Data extracted from a collection:
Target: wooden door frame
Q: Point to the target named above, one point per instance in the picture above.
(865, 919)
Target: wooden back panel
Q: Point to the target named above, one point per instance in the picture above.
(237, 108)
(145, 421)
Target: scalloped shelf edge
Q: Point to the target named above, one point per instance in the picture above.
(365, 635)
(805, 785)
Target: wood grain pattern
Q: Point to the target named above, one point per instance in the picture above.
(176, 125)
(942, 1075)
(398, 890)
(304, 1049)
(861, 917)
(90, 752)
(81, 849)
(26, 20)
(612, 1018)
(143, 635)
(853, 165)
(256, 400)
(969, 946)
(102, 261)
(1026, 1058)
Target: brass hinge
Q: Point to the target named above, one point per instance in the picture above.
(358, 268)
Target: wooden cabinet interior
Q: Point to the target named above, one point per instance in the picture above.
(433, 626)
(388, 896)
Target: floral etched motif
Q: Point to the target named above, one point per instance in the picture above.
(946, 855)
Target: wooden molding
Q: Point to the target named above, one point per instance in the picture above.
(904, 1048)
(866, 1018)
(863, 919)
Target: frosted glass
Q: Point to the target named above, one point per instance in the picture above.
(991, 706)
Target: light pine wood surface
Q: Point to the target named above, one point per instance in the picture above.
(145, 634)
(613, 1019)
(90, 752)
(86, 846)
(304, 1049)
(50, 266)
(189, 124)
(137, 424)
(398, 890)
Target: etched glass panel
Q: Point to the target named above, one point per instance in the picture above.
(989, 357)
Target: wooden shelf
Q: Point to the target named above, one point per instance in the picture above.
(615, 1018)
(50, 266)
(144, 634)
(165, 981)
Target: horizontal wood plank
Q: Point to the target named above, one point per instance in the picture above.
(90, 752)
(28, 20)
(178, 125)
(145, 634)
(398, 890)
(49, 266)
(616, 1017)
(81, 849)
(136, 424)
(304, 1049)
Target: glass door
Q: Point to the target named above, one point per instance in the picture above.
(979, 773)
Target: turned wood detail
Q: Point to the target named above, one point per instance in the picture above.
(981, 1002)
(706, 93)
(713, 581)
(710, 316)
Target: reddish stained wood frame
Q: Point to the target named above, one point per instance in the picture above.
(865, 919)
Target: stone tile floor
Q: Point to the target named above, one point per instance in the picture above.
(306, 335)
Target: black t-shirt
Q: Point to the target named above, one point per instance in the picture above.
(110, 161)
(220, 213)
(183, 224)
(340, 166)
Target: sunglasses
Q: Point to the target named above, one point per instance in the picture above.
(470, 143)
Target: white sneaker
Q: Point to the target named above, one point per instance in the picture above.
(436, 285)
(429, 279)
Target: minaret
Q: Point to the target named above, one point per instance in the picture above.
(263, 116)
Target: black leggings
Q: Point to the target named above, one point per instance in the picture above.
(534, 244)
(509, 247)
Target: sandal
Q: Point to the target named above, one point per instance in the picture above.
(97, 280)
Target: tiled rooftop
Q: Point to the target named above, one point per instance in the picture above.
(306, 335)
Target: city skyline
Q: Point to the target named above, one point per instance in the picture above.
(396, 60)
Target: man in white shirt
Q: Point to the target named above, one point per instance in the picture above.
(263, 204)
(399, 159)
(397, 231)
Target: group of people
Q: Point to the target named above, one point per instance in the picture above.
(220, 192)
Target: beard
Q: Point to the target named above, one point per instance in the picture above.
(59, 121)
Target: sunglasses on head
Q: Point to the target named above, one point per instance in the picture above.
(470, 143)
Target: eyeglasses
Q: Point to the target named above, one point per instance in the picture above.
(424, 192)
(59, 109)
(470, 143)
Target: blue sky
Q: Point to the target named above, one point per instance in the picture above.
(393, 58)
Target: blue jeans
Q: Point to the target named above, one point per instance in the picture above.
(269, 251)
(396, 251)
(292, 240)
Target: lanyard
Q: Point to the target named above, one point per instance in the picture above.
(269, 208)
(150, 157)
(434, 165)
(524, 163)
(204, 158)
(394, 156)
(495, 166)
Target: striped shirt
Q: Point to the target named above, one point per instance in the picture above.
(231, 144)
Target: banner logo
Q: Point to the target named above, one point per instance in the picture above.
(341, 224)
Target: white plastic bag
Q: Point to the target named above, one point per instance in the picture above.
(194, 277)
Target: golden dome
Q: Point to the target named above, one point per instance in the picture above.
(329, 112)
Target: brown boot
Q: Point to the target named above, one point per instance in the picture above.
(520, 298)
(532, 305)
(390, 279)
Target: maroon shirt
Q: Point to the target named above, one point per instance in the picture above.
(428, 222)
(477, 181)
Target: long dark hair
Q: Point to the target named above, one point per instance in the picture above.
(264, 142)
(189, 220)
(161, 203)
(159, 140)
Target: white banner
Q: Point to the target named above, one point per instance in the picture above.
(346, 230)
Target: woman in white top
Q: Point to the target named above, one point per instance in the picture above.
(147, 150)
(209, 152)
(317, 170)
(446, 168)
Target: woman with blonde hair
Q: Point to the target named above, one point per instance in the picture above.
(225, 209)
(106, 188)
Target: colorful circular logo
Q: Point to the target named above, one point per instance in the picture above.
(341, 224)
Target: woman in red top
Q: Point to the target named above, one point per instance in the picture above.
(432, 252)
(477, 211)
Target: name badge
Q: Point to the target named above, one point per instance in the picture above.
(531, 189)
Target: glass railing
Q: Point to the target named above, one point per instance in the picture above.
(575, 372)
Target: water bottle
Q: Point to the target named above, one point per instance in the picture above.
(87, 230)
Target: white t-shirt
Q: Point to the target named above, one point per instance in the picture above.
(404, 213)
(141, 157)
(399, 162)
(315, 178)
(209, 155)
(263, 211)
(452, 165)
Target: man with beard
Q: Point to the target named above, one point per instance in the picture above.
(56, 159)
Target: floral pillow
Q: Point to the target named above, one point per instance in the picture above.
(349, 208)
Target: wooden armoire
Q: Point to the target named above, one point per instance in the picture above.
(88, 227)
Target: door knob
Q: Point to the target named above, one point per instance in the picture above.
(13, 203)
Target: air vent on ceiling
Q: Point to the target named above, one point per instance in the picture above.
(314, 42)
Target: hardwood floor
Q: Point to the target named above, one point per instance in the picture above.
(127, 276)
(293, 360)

▸ **Prompt**: Search the entries for the string "floral" and copy each line where it occurs.

▸ **Task response**:
Target: floral etched motif
Target: floral pillow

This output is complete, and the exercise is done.